----- RECORDS SHOWN

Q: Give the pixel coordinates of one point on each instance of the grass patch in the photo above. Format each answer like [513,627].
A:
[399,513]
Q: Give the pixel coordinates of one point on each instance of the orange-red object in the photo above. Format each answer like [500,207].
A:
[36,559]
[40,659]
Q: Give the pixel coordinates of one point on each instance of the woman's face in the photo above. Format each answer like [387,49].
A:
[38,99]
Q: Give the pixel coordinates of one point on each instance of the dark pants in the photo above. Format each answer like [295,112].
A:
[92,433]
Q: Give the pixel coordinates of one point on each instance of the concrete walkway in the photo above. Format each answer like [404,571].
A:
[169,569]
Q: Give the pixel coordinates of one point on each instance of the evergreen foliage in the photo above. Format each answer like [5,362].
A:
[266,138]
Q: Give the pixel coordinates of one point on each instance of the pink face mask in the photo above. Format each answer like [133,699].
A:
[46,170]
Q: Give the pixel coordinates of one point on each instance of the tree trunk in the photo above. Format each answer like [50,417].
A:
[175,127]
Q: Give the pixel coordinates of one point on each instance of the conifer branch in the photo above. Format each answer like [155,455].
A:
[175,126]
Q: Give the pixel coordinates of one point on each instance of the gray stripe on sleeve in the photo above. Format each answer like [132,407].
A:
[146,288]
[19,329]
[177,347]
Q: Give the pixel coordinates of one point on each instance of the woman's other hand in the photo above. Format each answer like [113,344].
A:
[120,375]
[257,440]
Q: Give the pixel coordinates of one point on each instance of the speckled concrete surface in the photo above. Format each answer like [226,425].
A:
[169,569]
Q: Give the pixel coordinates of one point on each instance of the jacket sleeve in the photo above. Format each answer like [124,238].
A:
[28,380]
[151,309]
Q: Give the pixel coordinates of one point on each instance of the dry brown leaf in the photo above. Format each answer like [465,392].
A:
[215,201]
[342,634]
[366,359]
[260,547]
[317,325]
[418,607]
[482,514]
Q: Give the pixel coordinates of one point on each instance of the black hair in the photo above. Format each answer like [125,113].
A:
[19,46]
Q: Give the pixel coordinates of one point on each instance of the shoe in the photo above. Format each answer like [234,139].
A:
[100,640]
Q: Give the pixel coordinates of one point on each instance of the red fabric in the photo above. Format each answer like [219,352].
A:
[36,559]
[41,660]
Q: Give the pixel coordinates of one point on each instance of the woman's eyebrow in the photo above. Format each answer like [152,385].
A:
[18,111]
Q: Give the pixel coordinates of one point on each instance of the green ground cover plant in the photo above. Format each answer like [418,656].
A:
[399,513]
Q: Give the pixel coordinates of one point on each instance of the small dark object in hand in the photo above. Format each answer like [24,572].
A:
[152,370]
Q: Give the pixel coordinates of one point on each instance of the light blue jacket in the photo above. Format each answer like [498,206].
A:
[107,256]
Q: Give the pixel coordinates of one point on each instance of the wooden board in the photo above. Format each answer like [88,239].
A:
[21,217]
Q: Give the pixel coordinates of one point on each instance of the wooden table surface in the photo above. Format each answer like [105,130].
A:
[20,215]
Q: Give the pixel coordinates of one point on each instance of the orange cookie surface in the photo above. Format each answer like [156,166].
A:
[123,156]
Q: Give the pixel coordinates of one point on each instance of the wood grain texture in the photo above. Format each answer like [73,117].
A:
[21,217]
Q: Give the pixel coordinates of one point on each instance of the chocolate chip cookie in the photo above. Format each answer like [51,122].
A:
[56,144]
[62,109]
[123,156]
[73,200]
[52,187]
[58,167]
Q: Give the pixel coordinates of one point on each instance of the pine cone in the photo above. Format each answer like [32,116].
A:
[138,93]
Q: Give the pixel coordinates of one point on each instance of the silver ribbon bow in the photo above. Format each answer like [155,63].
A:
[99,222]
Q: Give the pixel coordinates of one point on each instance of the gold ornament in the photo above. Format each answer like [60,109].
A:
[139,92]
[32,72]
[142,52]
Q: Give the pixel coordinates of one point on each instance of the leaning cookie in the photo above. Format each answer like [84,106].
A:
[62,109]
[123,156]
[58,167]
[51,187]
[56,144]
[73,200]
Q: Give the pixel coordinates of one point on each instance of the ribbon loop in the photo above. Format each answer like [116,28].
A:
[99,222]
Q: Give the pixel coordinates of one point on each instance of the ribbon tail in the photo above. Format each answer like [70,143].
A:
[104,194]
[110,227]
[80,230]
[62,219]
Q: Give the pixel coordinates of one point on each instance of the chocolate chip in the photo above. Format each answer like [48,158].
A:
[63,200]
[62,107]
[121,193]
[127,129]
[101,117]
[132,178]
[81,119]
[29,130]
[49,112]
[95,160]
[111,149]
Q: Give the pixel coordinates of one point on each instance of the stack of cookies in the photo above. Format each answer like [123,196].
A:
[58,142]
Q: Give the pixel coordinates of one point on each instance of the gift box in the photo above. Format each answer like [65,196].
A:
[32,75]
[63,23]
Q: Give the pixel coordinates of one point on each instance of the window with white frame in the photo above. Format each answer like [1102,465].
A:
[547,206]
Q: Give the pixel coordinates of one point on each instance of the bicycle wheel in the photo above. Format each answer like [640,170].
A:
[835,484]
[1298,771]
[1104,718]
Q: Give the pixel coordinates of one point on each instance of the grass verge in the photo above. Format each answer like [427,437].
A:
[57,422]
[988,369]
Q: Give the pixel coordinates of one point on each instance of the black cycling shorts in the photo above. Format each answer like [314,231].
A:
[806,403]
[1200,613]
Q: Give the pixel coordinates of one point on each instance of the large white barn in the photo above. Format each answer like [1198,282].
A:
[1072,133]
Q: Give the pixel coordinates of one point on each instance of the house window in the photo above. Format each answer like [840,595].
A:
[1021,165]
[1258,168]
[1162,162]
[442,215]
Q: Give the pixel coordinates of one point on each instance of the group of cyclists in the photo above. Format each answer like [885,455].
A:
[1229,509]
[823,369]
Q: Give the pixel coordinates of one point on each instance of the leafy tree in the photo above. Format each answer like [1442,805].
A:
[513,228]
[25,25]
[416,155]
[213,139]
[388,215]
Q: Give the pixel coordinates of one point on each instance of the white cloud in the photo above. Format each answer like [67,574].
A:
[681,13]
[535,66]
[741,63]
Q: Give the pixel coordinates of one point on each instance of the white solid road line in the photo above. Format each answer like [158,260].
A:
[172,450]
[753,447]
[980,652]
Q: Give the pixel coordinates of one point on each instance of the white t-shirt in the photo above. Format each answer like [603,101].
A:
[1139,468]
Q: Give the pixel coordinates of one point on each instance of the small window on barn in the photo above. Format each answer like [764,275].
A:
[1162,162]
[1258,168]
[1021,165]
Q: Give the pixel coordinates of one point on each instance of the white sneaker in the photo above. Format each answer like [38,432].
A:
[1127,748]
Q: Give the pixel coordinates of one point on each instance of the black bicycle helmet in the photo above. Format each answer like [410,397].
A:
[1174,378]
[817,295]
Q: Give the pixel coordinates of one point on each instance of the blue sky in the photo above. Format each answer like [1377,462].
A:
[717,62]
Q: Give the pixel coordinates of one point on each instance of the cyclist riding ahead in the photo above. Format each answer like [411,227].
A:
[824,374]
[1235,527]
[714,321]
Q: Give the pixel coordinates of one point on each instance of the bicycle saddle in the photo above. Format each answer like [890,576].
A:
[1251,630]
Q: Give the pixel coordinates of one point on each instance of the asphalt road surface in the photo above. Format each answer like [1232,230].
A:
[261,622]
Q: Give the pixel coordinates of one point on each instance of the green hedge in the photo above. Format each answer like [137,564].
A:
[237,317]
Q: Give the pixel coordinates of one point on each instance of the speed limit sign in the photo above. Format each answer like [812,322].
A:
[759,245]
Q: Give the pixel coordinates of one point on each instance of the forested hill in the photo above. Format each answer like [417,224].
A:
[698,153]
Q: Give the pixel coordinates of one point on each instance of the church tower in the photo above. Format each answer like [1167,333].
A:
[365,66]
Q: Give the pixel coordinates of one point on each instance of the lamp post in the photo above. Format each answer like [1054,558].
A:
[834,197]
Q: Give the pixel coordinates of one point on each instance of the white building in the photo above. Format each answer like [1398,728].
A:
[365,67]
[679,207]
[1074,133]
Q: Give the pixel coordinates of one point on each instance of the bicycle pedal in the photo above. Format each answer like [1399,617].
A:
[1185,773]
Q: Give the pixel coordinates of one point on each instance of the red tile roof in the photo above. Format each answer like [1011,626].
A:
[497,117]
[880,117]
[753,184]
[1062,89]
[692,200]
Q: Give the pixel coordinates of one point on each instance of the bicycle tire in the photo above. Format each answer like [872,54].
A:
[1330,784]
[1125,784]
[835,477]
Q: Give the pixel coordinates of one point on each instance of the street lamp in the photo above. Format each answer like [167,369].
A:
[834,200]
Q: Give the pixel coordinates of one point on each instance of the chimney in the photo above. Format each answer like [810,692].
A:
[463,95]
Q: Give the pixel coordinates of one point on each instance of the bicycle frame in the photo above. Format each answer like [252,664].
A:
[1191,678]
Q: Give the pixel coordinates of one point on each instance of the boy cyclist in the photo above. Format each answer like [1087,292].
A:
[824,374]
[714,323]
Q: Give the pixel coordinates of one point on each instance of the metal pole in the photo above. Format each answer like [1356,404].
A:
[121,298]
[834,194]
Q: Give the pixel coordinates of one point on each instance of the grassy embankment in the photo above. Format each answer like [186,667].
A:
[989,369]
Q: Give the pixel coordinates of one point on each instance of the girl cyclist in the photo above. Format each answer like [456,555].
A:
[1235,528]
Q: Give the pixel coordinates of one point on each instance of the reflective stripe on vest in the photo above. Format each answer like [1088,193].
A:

----------

» WHAT IS REQUIRED:
The lines to quote run from the one containing "answer like [167,369]." through the final line of the material above; please give them exactly, both ends included, and nothing else.

» ANSWER TO THIS PROBLEM:
Q: Give the pixel coordinates of one point on each instance of the street lamp in the photo above. Format each answer like [167,369].
A:
[834,200]
Q: Give the pixel coordinates of one point on each instance of the chimney in the photo above. Format each answer like [810,692].
A:
[463,95]
Q: Give the pixel coordinates of one point on each instance of the bicycle frame in the photo above. Format each answer like [252,664].
A:
[1191,678]
Q: Give the pixel coordinates of one point on each instance of the boy cyclist in the photo above. Format each answer like [1087,292].
A:
[824,374]
[714,323]
Q: Give the pixel coordinates of one point on each instance of the metal pole in the photo above. Format each answer like [1356,404].
A:
[121,298]
[834,194]
Q: Give the pixel coordinates of one point on each instance of the grassy embankment in the photo above. Format each answer like [186,667].
A:
[989,369]
Q: Give the pixel coordinates of one point on each instance of the girl cyclist in the photo above. Format each answer like [456,555].
A:
[1235,528]
Q: Give the pixel coordinates of one point on each instance of the reflective stripe on vest in the photo above. Format each answer like [1088,193].
A:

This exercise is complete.